:: REQUIREMENT ::
Change every "integer pixel coordinates" in the data that follows to "whole-number pixel coordinates", and reproduce all of the data with nothing else altered. Omit the pictures from your answer.

:: LISTED RECORDS ::
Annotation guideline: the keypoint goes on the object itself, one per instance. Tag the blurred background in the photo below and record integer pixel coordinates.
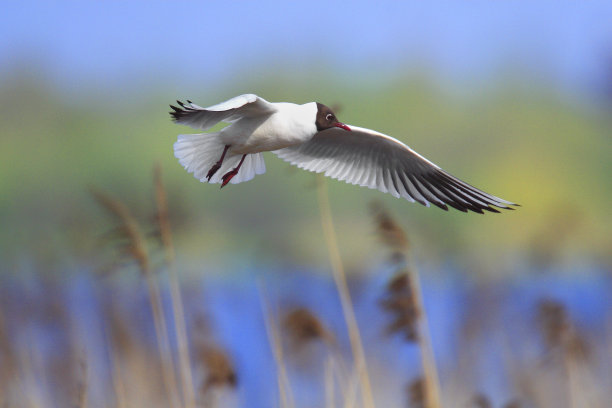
(512, 97)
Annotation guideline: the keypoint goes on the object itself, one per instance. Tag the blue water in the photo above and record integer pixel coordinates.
(38, 313)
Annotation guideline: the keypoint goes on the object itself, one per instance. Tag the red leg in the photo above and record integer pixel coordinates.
(217, 165)
(230, 174)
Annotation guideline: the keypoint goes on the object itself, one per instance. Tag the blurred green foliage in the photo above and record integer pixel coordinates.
(522, 142)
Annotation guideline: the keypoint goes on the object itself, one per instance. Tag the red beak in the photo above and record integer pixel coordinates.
(342, 126)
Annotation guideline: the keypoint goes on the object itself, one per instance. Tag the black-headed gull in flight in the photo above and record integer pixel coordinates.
(311, 137)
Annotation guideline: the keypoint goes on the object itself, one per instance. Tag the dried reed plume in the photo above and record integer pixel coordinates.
(133, 244)
(303, 327)
(400, 302)
(404, 302)
(564, 341)
(220, 370)
(416, 393)
(558, 331)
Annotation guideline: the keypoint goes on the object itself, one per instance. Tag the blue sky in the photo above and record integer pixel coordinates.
(111, 42)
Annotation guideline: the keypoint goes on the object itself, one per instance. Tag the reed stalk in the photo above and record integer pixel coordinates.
(136, 249)
(165, 235)
(343, 291)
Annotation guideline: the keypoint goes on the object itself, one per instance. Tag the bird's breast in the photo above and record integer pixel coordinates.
(277, 132)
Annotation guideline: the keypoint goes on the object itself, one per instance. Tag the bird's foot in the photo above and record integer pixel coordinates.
(213, 170)
(228, 176)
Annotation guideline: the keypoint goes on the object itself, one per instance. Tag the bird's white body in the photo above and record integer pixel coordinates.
(273, 131)
(310, 137)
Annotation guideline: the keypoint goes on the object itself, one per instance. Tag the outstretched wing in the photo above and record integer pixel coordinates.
(375, 160)
(246, 105)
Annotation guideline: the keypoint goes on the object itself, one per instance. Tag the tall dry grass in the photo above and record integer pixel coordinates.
(197, 370)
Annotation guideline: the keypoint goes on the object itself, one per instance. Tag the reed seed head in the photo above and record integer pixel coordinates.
(303, 327)
(400, 302)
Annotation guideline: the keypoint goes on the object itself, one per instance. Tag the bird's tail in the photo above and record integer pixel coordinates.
(198, 153)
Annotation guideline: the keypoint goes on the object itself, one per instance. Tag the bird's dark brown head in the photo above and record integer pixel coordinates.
(326, 119)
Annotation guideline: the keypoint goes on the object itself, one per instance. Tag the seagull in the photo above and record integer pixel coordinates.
(311, 137)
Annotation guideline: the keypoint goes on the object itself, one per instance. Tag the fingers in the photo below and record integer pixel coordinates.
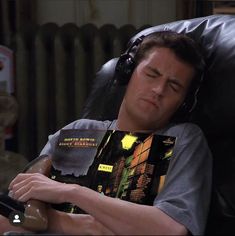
(24, 186)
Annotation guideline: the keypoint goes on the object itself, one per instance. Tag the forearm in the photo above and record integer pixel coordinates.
(5, 226)
(75, 224)
(124, 217)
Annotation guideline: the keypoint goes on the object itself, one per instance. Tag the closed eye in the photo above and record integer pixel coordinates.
(175, 86)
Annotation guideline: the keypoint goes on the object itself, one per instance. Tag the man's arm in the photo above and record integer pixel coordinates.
(62, 223)
(117, 215)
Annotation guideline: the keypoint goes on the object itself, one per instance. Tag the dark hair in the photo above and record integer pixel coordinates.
(186, 50)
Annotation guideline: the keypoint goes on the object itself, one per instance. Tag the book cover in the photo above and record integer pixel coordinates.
(119, 164)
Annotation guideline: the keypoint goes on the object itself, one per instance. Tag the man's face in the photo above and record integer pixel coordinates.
(156, 89)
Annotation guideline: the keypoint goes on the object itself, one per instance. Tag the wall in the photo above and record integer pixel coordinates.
(99, 12)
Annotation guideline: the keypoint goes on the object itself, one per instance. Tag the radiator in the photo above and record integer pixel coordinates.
(54, 70)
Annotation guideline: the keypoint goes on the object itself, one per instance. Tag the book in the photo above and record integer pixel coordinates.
(120, 164)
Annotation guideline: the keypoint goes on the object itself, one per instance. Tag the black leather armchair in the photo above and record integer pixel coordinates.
(214, 113)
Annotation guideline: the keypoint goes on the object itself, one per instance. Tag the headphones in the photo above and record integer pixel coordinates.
(126, 62)
(126, 65)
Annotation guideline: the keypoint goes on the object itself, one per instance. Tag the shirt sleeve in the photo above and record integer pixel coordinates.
(186, 194)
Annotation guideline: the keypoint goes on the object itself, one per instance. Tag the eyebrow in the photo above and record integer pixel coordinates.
(172, 79)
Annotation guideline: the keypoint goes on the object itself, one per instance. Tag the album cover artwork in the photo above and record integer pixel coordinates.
(119, 164)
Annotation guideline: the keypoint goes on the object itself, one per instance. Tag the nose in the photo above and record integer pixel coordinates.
(159, 87)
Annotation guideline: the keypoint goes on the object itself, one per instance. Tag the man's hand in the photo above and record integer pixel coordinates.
(38, 186)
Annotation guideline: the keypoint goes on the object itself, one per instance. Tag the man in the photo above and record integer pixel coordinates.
(167, 65)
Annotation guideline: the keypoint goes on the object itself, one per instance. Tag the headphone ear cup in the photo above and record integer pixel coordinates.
(124, 68)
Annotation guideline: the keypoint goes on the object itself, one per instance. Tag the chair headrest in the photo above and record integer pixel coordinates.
(215, 111)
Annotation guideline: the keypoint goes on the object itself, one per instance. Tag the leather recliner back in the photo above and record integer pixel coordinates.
(214, 113)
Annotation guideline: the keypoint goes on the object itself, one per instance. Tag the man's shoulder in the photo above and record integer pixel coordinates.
(89, 124)
(184, 131)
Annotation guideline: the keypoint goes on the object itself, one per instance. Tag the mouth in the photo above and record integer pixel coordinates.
(154, 103)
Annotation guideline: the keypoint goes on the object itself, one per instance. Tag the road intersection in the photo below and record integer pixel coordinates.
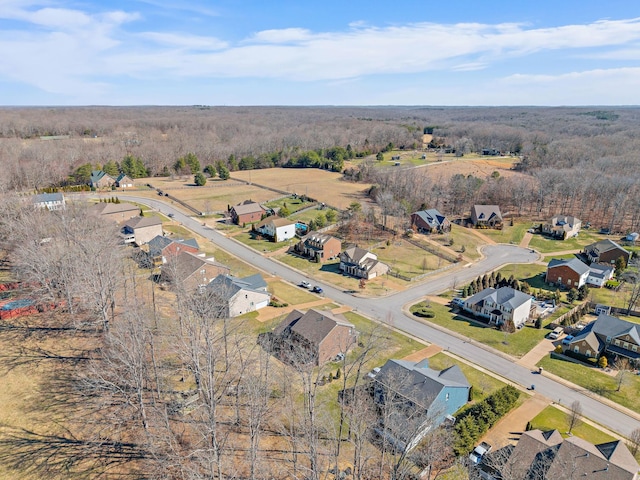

:: PROBLEM SOLUTION ::
Annotation guideline: the keypoint goes on the object itself, one per instance. Tag the blurred background in the photo below and record whole-number pixel coordinates.
(512, 97)
Annotation guideline: the keypoint goes on the object itself, one per instance. Tag the blue water in the photo above and record whole-number pixel coordinates.
(38, 313)
Annotation guideline: the keypoint goes on the object itself, one per instance. Tag the red leg in the photo above and record whole-number pixel coordinates.
(217, 165)
(230, 174)
Annotation guideline: the keypoint goes on the object itself, one per instance. Tag the blurred green foliage in the photo above and record whole-number pixel coordinates.
(522, 142)
Annotation guideline: the keypoint goes on the object itself, one per instance. Tag the red beak in the photo above and record whole-number pixel coordinates.
(342, 126)
Annotation guideline: the keypoint goes on the object itself, one per instance. Tag the black-headed gull in flight in the photo above and record whole-number pixel coordinates.
(311, 137)
Annotation guideline: the keypoint goes on the object itself, one per instance. Tag the dried reed plume in the photo above and record whole-number pixel coordinates.
(133, 244)
(303, 327)
(400, 302)
(404, 302)
(564, 341)
(220, 370)
(416, 393)
(558, 331)
Annotation guideline: the keypoint goes on the object itself, one per instance. Tag the blue sky in the photo above and record whole-number pixel coordinates.
(111, 42)
Annotation guideline: the keypoint goes on the object itself, one per instance. Tag the reed stalk in the photo above and record whole-number pixel coordinates.
(136, 249)
(165, 235)
(343, 291)
Annotation guideline: the keypoint goes on the object itself, one per instance. Tag the bird's breast in the photo above and record whole-number pixel coordinates.
(277, 132)
Annotation guideline: the keypoint goes on the object itself, one per instance. Tag the bird's foot in the photo above and record whole-number pixel coordinates.
(213, 170)
(228, 176)
Annotation guideline: the keypoint goes on the object itself, one per instance. Tag the bird's white body in the photo above and record whole-number pixel coordinates.
(273, 131)
(310, 137)
Annotation guideline: the keypoint goes on the object itself, one per instance. Tag the outstretched wing in the photo above and record whole-number pixel coordinates.
(375, 160)
(246, 105)
Annotation guideline: the keypoint goes on the object itself, one per instance. Tag the tall dry grass in the photo above and record whole-number pixel coordinates.
(197, 370)
Annotation guideline: the keypoint goes on the object itself, one per instance. Tag the reed seed head in the photo above and record whole-number pixel coordinates.
(303, 327)
(400, 302)
Annotation guideline: the keypoint goes on the object itself, one per instance. Tag the bird's tail in the photo above and record whole-number pixel coordinates.
(198, 153)
Annotation guideline: the keypoint goes on the object itself, one per instance. Tag the bird's dark brown head in the photo above and record whole-number pixel coordinates.
(326, 119)
Annotation guideline: the keypoint goes on the object itself, one per instance. Tag the seagull in the photo above and record whole-number pixel coordinates.
(311, 137)
Annotation guideline: the keypoint goes on the object itself, one per instance. Tag the fingers in the photo below and record whole-number pixel coordinates.
(24, 186)
Annotation guideline: the keypoint goes on the object itself, one per instance. Tag the forearm in the photo above and record whole-number pixel coordinates.
(5, 226)
(75, 224)
(124, 217)
Annotation guideline: the keypoint goes on the object itself, one per instance. Tag the closed eye in the photo above and record whole-number pixel coordinates.
(175, 86)
Annotation guideline: the keypoint goes on the object itself, one per instance. Tag the man's arm in the photo above and record whole-number pixel coordinates.
(62, 223)
(117, 215)
Annotation guideline: the keypoint goes on the object itself, one per instance. Tag the dark hair in the photo above and record whole-number pixel coordinates.
(186, 50)
Annotation guideline: the keypoint goes on the object itself, one per instance. Tag the book cover in the photo above and record whole-number pixel coordinates.
(119, 164)
Annotation guideline: the keypoint goes on the object itself, one per instance. Tag the man's face in the photo above and record whole-number pixel coordinates.
(156, 89)
Annotation guideline: the keypoint goes on the object itself, one per instance. Tag the wall in the photo above and record whole-number pixel coordinates.
(99, 12)
Annotation guideline: the keypoint goes on the object itself, one per instance. Tag the radiator in the photo above and record whole-number pixel coordinates.
(54, 70)
Annotation guideline: the keypoint goes on the object itself, one per instance. Tag the book in the photo above and record whole-number pixel coordinates.
(120, 164)
Annotation guideline: the keypoint goes on the object itself, one per instance. Tag the black leather armchair in the photo above and record whole-number pixel coordinates.
(214, 113)
Annotation guideline: the keypoint goes on the object itself, one per instance. Tag the headphones in the photo above and record whole-number pixel coordinates.
(126, 62)
(126, 65)
Annotation guideline: the keypoint goes on the object itself, one per instance. Tag the shirt sleeve in the photo above and record whole-number pixel coordinates.
(186, 194)
Annotation guideline: the keypoint goes on the object itself, one per instance. Tag the eyebrow in the photo above and record whole-number pixel coordinates.
(172, 79)
Annotation guideline: the keypoint goes on the object itself, one per instance. Tag the album cover artwork in the photo above and record whole-number pixel coordinates.
(119, 164)
Annotation guideline: the keypoint goes on the object itself, one per instance. Tag the nose in the photo above and record whole-number pixel coordinates.
(159, 87)
Annotation guideline: the keypoint goes on the object itself, one per instance. Tag the man's hand in the photo above and record whole-number pixel coordinates.
(38, 186)
Annotation guideline: the keypoint goes on the object itself, one per instance. Tag the man in the photo above and record whole-number pixel coordinates.
(167, 65)
Annotation guideline: the keypoint goes on the object itself, one per instance. Tag the headphone ear cup in the photo above and record whole-number pixel coordinates.
(124, 68)
Annotation guideline: the keypoint goes on the object itself, one per instance. Tag the chair headrest in the photo above and record whole-number pixel coordinates.
(215, 111)
Annotation guideline: the keypoint goes on the object itself, one per instance. Tag the leather recliner back in the photo above and record whole-number pixel coordinates.
(214, 113)
Annotation guideline: the keypoint goes on the object itself, one per instance. Tag the man's shoulder in the photo above and record whole-number pixel coordinates.
(89, 124)
(184, 131)
Annotation guideline: the keypoint goes on the object itself, one per instance. Tag the mouth in the photo above and record whole-number pixel coordinates.
(154, 103)
Annotation guideline: the keypoint goes on the object itself, one per instance. Tag the road intersection in the photo below and record whole-number pixel coordinates.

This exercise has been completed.